■ SELECTED EXCERPT

-------

| People v Stinson |
| 2025 NY Slip Op 51893(U) [87 Misc 3d 1244(A)] |
| Decided on December 1, 2025 |
| Criminal Court Of The City Of New York, Kings County |
| Berman, J. |
| Published by New York State Law Reporting Bureau pursuant to Judiciary Law § 431. |
| This opinion is uncorrected and will not be published in the printed Official Reports. |
The People of the
State of New York
against Shimi Stinson, Defendant. |
This case raises the following issues: 1) Whether the People satisfied their duty to exercise due diligence to ascertain the existence of discoverable evidence in sending one email inquiry and following up with one phone call to the case detective; 2) whether the defendant can prevail on a Brady claim that the prosecutor withheld exculpatory and impeachment material when his claim is based on conjecture and unsworn statements allegedly made to the police that are not documented; and 3) whether an accusatory instrument charging a defendant with attempted assault in the third degree [PL 110/120.00(1)] and harassment in the second degree [PL 240.26] is facially sufficient where the allegation is that the defendant hit the complaining witness in the wrist with a closed fist and caused the CW to fear imminent injury and to be alarmed and annoyed, without allegations of physical impairment or substantial pain.

-------

■ LISTED RECORDS
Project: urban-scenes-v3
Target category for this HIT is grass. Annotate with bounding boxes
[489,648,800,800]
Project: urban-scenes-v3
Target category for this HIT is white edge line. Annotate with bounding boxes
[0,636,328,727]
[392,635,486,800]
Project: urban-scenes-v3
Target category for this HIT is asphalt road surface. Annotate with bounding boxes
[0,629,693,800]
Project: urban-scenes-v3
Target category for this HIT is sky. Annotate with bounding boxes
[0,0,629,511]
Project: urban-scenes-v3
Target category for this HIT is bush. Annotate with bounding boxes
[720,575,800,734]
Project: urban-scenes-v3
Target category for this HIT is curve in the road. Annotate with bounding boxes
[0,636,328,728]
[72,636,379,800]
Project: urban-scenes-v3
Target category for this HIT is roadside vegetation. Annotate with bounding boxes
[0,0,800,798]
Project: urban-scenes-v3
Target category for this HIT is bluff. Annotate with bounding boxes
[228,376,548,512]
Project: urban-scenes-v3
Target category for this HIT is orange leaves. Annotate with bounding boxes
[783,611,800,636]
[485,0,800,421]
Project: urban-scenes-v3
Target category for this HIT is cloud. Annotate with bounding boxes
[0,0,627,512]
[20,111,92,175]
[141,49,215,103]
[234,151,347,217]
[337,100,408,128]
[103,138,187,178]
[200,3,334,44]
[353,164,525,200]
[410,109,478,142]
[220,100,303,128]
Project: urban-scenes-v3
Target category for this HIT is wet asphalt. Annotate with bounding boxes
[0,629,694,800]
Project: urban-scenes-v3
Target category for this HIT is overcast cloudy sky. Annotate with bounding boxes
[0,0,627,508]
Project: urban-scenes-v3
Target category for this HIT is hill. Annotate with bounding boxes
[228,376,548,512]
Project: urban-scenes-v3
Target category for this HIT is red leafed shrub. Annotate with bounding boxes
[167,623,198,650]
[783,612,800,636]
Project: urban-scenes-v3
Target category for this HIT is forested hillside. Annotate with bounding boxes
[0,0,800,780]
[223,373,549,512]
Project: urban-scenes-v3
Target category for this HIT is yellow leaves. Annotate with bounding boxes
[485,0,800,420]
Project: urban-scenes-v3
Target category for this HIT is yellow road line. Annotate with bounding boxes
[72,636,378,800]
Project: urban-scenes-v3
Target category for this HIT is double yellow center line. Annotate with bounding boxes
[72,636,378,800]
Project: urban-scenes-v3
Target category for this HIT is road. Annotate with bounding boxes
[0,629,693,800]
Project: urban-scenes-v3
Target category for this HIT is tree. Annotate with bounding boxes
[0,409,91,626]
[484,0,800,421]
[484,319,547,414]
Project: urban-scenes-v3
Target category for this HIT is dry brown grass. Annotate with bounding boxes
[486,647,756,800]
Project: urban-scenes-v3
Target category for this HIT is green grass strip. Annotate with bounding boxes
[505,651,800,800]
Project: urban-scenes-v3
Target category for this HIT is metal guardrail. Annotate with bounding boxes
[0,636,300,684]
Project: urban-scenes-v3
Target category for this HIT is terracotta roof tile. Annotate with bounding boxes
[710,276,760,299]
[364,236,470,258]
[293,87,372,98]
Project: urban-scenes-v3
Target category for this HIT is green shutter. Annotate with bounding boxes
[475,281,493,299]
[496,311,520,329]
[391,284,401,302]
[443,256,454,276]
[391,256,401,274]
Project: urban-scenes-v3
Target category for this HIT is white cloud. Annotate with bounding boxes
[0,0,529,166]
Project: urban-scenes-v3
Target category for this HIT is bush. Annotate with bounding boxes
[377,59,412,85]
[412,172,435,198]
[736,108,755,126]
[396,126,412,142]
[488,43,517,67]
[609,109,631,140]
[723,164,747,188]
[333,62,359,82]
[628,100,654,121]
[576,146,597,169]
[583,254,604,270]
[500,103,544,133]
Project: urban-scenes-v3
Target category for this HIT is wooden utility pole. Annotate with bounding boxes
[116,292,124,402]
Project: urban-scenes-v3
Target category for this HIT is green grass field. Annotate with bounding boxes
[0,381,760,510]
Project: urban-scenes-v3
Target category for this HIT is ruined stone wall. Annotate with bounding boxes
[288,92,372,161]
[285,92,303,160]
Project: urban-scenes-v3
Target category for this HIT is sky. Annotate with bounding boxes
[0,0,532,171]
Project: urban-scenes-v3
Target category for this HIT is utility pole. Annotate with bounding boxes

-------

■ GIVEN INSTRUCTION
Extend the People v Stinson opinion, picking up right after its last sentence. The items were taken from a separate source unrelated to the People v Stinson opinion.

■ ANSWER TO THE EXERCISE
On March 27, 2025, Shimi Stinson ("defendant"), was arraigned on a misdemeanor complaint charging him with attempted assault in the third degree [PL 110/120.00(1)], a class B misdemeanor, and harassment in the second degree [PL 240.26(1)], a violation. PL 110 provides: "A person is guilty of an attempt to commit a crime when, with intent to commit a crime, he engages in conduct which tends to effect the commission of such crime." A person is guilty of assault in the third degree under PL 120.00(1) when "[w]ith intent to cause physical injury to another person, he causes such injury to such person or to a third person." A person is guilty of harassment in the second degree under PL 240.26(1) when, "with intent to harass, annoy or alarm another person," when he or she "strikes, shoves, kicks or otherwise subjects such other person to physical contact, or attempts or threatens to do the same." The factual portion of the complaint alleges that the deponent PO Grabowski (the arresting officer) was informed by Emilio Medina (the "CW") that defendant hit him "about the wrist with a closed fist," and that "the above-described actions caused [him] to fear imminent physical injury and to become alarmed and annoyed."
On May 7, 2025, the People served and filed a supporting deposition ("SD") from CW, stating: "I, Emilio Medina, have read the accusatory instrument filed in this action. The facts in that instrument stated to be on information furnished by me are true to my personal knowledge." The People also filed a certificate of compliance ("COC"), statement of readiness ("SOR") and Notice and Disclosure Form ("NDF") on the same date.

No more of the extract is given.